── TRECHO DA FONTE

18. Quanto à negativa de autoria (ponto ii), é igualmente improsperável a pretensão recursal.

19. Com efeito, malgrado sustente a insuficiência probante a demonstrar o animus necandi, vislumbro, ao revés, a presença de elementos razoáveis para esta fase de prelibação, isto em homenagem ao preceito in dubio pro societatis.

20. Para bem compreender a quaestio, impõe transcrever excerto do julgado requestado, onde o Magistrado proclama a admissibilidade da imputação, segundo o processamento comum aos crimes dolosos contra a vida (ID 4252110 – págs. 05/18):

“(...) a materialidade do crime de homicídio restou demonstrada pelo Laudo de Exame Necroscópico carreado às fls. 31/36, em que se concluiu que a morte da vítima se deu por ferimento de instrumento pérfuro-cortante (arma branca), bem como pelos depoimentos colhidos durante a instrução processual.

Por sua vez, no tocante à autoria, tem-se que, apesar do acusado ter negado o fato de ser mandante do ato criminoso descrito na denúncia, podem ser colhidos dos autos indícios de sua autoria, tendo em mira que as testemunhas Renato Dias da Silva Júnior e Wellington Guedes de Carvalho confirmaram que, no curso das investigações, descobriram que a motivação do crime seria uma suposta dívida de drogas existente entre Jackson Leonardo da Silva e Adaílson Silva de Carvalho.

────
── DADOS BRUTOS

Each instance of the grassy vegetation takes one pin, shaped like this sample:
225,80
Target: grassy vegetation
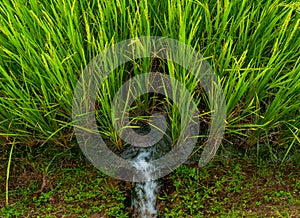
253,46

────

— O QUE FAZER —
a. De acordo com a decisão sobre o homicídio, por que a materialidade do crime foi dada como demonstrada? Responda em uma a três frases.
b. Dê continuidade à decisão sobre o homicídio, começando logo depois da última frase.
A listagem não tem nenhuma relação com a decisão sobre o homicídio.

— RESPOSTAS —
a. Porque o Laudo de Exame Necroscópico, às fls. 31/36, concluiu que a vítima morreu de um ferimento causado por instrumento pérfuro-cortante (arma branca). Os depoimentos colhidos durante a instrução processual também a comprovaram.

b.
Além disso, cabe salientar que no depoimento prestado pela mãe da vítima, a Sra. Maria José, pode-se inferir que a vítima já vinha sendo ameaçada, haja vista que, apesar de não ter dado informações claras, por medo de retaliação, a referida testemunha afirmou em juízo que seu filho havia lhe dito que estaria perto de morrer, tendo ela, ainda, afirmado que há poucos dias teria pago uma dívida por ele contraída.

O declarante Alexandre da Costa, companheiro da Sra. Maria José, confirmou a versão por ela contada em juízo, afirmando que dias antes da morte da vítima Adaílson, ela teria pago uma dívida que ele tinha contraído junto a "Léo da Batalha".

Por fim, tem-se que a testemunha de defesa Ana Paula Bernardo disse em juízo que, após a morte de Adaílson, ouviu comentários de que o acusado teria sido o mandante do homicídio narrados nestes autos.

Desse modo, a partir do que restou apurado no presente feito, verifica-se que a existência do fato e os indícios suficientes de autoria/participação estão demonstrados na espécie (...)”.

21. Destarte, não é possível extrair prova induvidosa para afastar a autoria, devendo, por isso, eventuais dúvidas serem resolvidas em favor da sociedade, bastando, nesta fase de cognição não exauriente, a presença de indícios do envolvimento do agente no delito.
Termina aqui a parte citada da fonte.